:: Exercise material ::
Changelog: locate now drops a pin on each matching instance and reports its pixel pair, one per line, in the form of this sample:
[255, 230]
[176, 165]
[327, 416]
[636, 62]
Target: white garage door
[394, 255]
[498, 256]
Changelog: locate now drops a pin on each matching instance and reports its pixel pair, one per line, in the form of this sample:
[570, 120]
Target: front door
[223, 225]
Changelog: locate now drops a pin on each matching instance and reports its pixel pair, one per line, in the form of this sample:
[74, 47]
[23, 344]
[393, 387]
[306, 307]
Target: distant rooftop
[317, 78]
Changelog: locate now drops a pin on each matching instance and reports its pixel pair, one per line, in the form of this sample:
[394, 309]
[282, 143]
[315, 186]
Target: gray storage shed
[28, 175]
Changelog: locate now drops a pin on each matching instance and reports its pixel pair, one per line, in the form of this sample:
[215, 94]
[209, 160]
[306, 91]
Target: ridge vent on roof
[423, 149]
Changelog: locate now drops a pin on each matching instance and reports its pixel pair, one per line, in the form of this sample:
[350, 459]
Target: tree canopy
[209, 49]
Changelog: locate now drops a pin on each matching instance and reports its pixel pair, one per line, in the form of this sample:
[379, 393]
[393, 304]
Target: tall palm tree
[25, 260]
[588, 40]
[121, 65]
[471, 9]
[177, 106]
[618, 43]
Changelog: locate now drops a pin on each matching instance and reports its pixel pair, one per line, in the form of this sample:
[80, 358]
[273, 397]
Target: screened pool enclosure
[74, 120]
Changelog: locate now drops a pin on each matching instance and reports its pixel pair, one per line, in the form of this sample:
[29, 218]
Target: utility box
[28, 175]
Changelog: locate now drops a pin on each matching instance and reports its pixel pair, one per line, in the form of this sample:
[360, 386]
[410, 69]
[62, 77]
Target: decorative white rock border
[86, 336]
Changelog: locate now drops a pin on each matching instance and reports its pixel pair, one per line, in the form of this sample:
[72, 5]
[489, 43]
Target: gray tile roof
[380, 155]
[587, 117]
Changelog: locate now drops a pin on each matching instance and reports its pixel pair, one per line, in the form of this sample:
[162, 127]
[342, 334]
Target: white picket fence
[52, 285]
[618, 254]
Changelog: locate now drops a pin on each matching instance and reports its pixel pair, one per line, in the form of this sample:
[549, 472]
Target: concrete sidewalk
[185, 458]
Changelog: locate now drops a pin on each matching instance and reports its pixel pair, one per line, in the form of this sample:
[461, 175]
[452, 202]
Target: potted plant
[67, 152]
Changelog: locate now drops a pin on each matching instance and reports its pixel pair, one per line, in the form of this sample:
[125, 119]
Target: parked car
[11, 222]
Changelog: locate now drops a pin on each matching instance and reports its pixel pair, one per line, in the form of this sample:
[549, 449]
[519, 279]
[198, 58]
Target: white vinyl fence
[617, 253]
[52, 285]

:: Written problem ::
Which lines in the records contain the word "white"? Copy each of them.

:: Exercise solution ::
Target: white garage door
Target: decorative white rock border
Target: white picket fence
Target: white vinyl fence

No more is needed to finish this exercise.